Raw records:
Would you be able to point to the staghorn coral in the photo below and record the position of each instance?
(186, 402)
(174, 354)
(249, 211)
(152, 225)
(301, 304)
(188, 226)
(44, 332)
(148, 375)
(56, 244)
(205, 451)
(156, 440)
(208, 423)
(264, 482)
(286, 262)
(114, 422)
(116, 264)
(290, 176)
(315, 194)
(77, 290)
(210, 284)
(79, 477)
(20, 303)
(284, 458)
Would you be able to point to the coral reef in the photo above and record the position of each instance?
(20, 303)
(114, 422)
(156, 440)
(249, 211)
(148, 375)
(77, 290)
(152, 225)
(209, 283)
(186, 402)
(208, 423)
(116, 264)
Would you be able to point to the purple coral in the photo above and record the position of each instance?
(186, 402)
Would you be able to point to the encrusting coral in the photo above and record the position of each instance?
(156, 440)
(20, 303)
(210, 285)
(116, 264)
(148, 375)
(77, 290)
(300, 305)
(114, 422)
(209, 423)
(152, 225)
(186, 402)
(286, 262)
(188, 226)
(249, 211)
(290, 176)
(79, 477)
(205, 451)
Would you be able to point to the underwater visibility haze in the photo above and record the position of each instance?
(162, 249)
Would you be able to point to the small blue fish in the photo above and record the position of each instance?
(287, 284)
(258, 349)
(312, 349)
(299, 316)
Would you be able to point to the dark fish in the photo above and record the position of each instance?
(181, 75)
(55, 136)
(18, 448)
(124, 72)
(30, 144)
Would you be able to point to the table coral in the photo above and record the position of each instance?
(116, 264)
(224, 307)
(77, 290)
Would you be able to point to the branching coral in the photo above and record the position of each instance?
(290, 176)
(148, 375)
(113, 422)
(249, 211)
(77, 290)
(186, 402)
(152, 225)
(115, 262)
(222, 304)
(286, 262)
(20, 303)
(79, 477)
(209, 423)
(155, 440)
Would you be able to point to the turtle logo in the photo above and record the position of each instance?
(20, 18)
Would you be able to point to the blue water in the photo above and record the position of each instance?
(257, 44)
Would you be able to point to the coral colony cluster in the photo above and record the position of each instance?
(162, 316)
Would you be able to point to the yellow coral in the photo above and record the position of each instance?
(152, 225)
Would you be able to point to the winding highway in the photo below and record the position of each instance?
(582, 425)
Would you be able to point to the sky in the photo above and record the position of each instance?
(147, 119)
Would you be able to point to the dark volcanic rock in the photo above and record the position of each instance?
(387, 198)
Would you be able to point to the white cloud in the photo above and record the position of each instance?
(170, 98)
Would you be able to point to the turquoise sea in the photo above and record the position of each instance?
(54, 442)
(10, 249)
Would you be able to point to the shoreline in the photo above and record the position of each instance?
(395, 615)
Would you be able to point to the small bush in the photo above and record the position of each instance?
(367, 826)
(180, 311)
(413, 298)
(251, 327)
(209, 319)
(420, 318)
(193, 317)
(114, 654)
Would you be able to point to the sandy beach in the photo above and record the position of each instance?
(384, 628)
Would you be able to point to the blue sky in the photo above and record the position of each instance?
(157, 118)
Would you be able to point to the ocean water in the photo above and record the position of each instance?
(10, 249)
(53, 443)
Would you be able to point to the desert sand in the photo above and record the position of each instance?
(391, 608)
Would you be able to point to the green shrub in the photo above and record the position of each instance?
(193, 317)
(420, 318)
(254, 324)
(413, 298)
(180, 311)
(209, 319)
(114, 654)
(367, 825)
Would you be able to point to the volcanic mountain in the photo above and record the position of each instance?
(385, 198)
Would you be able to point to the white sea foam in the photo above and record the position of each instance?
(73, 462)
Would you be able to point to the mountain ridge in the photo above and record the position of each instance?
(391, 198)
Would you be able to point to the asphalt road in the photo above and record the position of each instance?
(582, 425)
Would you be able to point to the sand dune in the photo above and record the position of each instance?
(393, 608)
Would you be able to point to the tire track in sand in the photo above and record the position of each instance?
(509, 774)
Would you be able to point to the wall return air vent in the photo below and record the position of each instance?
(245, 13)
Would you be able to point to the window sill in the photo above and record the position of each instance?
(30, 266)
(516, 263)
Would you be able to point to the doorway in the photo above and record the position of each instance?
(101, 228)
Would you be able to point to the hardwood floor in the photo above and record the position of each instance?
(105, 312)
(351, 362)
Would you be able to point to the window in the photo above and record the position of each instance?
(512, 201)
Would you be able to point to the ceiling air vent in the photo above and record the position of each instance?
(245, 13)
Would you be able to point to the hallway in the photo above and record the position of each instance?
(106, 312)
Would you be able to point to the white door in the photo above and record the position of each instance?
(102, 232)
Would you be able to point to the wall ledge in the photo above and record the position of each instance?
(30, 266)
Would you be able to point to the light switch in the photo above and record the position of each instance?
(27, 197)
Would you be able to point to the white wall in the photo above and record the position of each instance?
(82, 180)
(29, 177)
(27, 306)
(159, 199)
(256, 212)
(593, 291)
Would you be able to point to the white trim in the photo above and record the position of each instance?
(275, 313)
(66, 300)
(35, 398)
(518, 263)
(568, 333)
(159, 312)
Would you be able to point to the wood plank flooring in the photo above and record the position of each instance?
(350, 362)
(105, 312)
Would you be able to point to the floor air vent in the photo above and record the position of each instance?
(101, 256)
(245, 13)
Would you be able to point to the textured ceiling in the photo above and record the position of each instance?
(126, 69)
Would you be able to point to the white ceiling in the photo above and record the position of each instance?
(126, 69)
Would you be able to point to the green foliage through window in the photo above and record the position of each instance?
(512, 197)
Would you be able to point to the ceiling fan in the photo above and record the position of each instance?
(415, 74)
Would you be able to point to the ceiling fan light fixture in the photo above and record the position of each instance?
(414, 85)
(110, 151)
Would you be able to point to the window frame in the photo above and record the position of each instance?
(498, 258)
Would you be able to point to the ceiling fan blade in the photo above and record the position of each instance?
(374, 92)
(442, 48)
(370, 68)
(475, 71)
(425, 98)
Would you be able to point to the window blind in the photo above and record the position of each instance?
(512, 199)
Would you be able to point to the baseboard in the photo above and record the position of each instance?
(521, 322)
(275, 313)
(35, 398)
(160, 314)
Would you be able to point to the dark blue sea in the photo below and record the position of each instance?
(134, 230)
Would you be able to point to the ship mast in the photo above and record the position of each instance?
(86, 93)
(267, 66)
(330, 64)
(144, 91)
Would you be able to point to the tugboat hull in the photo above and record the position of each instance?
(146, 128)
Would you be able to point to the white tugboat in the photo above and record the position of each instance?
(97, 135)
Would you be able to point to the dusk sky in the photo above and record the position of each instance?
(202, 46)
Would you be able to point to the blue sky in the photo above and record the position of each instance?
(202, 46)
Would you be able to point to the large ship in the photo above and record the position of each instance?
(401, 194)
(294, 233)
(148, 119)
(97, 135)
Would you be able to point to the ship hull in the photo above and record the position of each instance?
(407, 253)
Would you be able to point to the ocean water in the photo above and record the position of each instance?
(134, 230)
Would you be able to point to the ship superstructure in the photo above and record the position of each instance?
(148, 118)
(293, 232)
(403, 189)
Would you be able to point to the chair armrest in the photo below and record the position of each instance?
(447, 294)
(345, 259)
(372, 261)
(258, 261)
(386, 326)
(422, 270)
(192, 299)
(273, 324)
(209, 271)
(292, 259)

▸ **TASK DETAILS**
Return every line of the material above unchanged, keeping the original order.

▸ **WRITTEN ANSWER**
Would you be able to point to the staghorn coral in the photo below and record the position of each instance?
(186, 402)
(174, 354)
(249, 211)
(152, 225)
(301, 304)
(188, 226)
(44, 332)
(148, 375)
(56, 244)
(205, 451)
(156, 440)
(208, 423)
(264, 482)
(286, 262)
(114, 422)
(116, 264)
(290, 176)
(315, 194)
(77, 290)
(210, 284)
(79, 477)
(20, 303)
(284, 458)
Would you be able to point to the coral reef in the photo above and record the position of each instance?
(20, 303)
(114, 422)
(156, 440)
(249, 211)
(148, 375)
(77, 290)
(152, 225)
(209, 283)
(186, 402)
(208, 423)
(116, 264)
Would you be able to point to the purple coral in the photo above and record the position of each instance?
(186, 402)
Would you be able to point to the encrusting coral in the photo above and record the position of each instance?
(156, 440)
(20, 303)
(210, 285)
(116, 264)
(148, 375)
(77, 290)
(300, 305)
(114, 422)
(209, 423)
(152, 225)
(186, 402)
(286, 262)
(188, 226)
(249, 211)
(290, 176)
(79, 477)
(205, 451)
Would you be able to point to the underwater visibility haze in the photo above and record the position of each instance?
(162, 249)
Would you be able to point to the small blue fish in the photo above and record the position of each instance?
(287, 284)
(258, 349)
(312, 349)
(299, 316)
Would you be able to point to the dark fish in the photo above and record the position of each instance?
(181, 75)
(55, 136)
(18, 448)
(124, 72)
(30, 144)
Would you be able to point to the table coral in the photo above and record the position of each instance?
(116, 264)
(224, 307)
(77, 290)
Would you be able to point to the branching coral in the photo above and record the position of each instance?
(290, 176)
(148, 375)
(113, 422)
(249, 211)
(77, 290)
(186, 402)
(152, 225)
(115, 262)
(222, 304)
(286, 262)
(20, 303)
(79, 477)
(209, 423)
(155, 440)
Would you be able to point to the turtle logo in the photo above and record the position of each instance?
(20, 18)
Would you be able to point to the blue water in the photo above and record the position of each instance?
(257, 44)
Would you be able to point to the coral colony cluster in the photo above and record the position of each instance?
(162, 316)
Would you be able to point to the yellow coral in the photo above and record the position of each instance?
(152, 225)
Would you be able to point to the winding highway in the photo below and record the position of each instance?
(582, 425)
Would you be able to point to the sky in the photo above and record the position of each instance?
(147, 119)
Would you be able to point to the dark volcanic rock in the photo above and record the position of each instance?
(387, 198)
Would you be able to point to the white cloud in the photo above and record the position of each instance?
(170, 98)
Would you be able to point to the turquoise sea in the photo above and record the position of each instance?
(54, 442)
(10, 249)
Would you be able to point to the shoreline in the photo above and record the position of each instance?
(395, 615)
Would you be able to point to the small bush in the photo above and record the position of each instance?
(367, 826)
(180, 311)
(413, 298)
(251, 327)
(209, 319)
(420, 318)
(193, 317)
(114, 654)
Would you be able to point to the sandy beach in the photo above and record the position of each instance?
(384, 628)
Would you be able to point to the blue sky in the photo above and record the position of each instance?
(157, 118)
Would you be able to point to the ocean water in the photo above and record the position of each instance?
(10, 249)
(53, 443)
Would you be able to point to the desert sand in the photo above and record the position of each instance?
(391, 608)
Would you be able to point to the green shrub in the photo above and record the position of each instance?
(193, 317)
(420, 318)
(254, 324)
(413, 298)
(180, 311)
(209, 319)
(114, 654)
(367, 825)
Would you be able to point to the volcanic mountain in the photo above and record the position of each instance?
(385, 198)
Would you be able to point to the white sea foam in the photo above and record the position of each instance?
(73, 462)
Would you be able to point to the mountain ridge in the photo above and record the position of each instance?
(391, 198)
Would you be able to point to the asphalt road in the photo above and record the position of each instance?
(582, 425)
Would you be able to point to the sand dune in the photo above and record the position of each instance?
(393, 608)
Would you be able to point to the tire track in sand in the photo above and record the position of each instance?
(509, 774)
Would you be able to point to the wall return air vent in the photo below and record the position of each instance?
(245, 13)
Would you be able to point to the window sill in the photo above and record the position of each instance?
(30, 266)
(516, 263)
Would you be able to point to the doorway in the photo above and record the position of each instance?
(101, 228)
Would you be able to point to the hardwood floor in the photo above and record the position of each instance?
(105, 312)
(351, 362)
Would you be able to point to the window in the photo above and record the position of each instance?
(512, 201)
Would you be able to point to the ceiling air vent in the photo above and record the position of each instance?
(245, 13)
Would you be able to point to the hallway in the photo above and record the position of each instance?
(106, 312)
Would you be able to point to the white door in the photo above and record the position of each instance?
(102, 232)
Would you be able to point to the wall ledge in the photo above and record the position of each instance?
(30, 266)
Would you be able to point to the light switch in the photo above and record the position of each instance?
(27, 197)
Would you be able to point to the white wall in the photo above and record the position of each instance?
(82, 180)
(29, 177)
(27, 306)
(159, 199)
(256, 212)
(593, 291)
Would you be able to point to the white trim in the photo above and record the position of each instance?
(275, 313)
(66, 300)
(35, 398)
(518, 263)
(568, 333)
(159, 312)
Would you be able to point to the wood plank flooring in the photo above and record the position of each instance?
(350, 362)
(105, 312)
Would you be able to point to the floor air vent in the photo above and record the position of each instance?
(101, 256)
(245, 13)
Would you be able to point to the textured ceiling in the photo above and record the position of each instance?
(126, 69)
Would you be able to point to the white ceiling in the photo above and record the position of each instance?
(126, 69)
Would you be able to point to the green foliage through window in the photo above and record the position of each instance?
(512, 197)
Would you be able to point to the ceiling fan in the photo above and record the position of each instance?
(415, 74)
Would you be able to point to the ceiling fan light fixture in the photo above and record the position of each instance?
(414, 85)
(110, 151)
Would you be able to point to the window frame in the photo above and record the position of each instance?
(498, 258)
Would you be able to point to the ceiling fan blade in the photo above and record the position of each instance?
(374, 92)
(442, 48)
(370, 68)
(475, 71)
(425, 98)
Would you be able to point to the window blind in the photo above and record the position of each instance?
(512, 199)
Would you be able to point to the baseboard in the photo above and record the position of each instance?
(521, 322)
(275, 313)
(35, 398)
(160, 314)
Would you be able to point to the dark blue sea in the photo below and record the position of each instance?
(134, 230)
Would you be able to point to the ship mast in the photo above and record the position of each instance?
(86, 93)
(267, 66)
(330, 64)
(144, 91)
Would you be able to point to the tugboat hull in the photo above and record the position of each instance?
(146, 128)
Would you be able to point to the white tugboat in the photo above and record the position of each instance?
(97, 135)
Would you be able to point to the dusk sky in the photo above and record the position of each instance?
(202, 46)
Would you be able to point to the blue sky in the photo above and record the position of each instance?
(202, 46)
Would you be able to point to the large ship in the photo above and record the position of each instance?
(401, 194)
(294, 233)
(148, 119)
(97, 135)
Would you be able to point to the ship hull in the photo above and record the position of each instance?
(407, 253)
Would you be able to point to the ocean water in the photo above and record the position of each instance?
(134, 230)
Would you be able to point to the ship superstructure in the photo above and record the position of each instance?
(148, 118)
(293, 232)
(403, 189)
Would you be able to point to the chair armrest in the photo below and record the position of each instance?
(447, 294)
(345, 259)
(372, 261)
(258, 261)
(386, 326)
(422, 270)
(192, 299)
(273, 324)
(209, 271)
(292, 259)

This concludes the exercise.